-- Start of Listed records --
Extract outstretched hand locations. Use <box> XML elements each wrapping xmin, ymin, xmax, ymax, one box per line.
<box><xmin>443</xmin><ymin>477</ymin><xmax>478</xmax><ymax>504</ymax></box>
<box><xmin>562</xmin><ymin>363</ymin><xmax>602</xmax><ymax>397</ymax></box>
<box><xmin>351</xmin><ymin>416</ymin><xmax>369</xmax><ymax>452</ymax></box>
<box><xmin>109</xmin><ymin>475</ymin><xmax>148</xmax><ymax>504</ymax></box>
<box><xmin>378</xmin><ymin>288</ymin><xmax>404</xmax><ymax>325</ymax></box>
-- End of Listed records --
-- Task brief --
Convert the data above into a CSV file with two columns, input and output, giving each text its own row beside its answer. Wrap every field in double quotes and replace line breaks within a field with spaces.

-- Solved problem --
input,output
"Extract outstretched hand locations. Use <box> XML elements each wrapping xmin, ymin, xmax, ymax, one box per line.","<box><xmin>443</xmin><ymin>477</ymin><xmax>478</xmax><ymax>504</ymax></box> <box><xmin>562</xmin><ymin>363</ymin><xmax>602</xmax><ymax>397</ymax></box> <box><xmin>351</xmin><ymin>416</ymin><xmax>369</xmax><ymax>452</ymax></box> <box><xmin>109</xmin><ymin>475</ymin><xmax>148</xmax><ymax>504</ymax></box> <box><xmin>378</xmin><ymin>288</ymin><xmax>404</xmax><ymax>325</ymax></box>"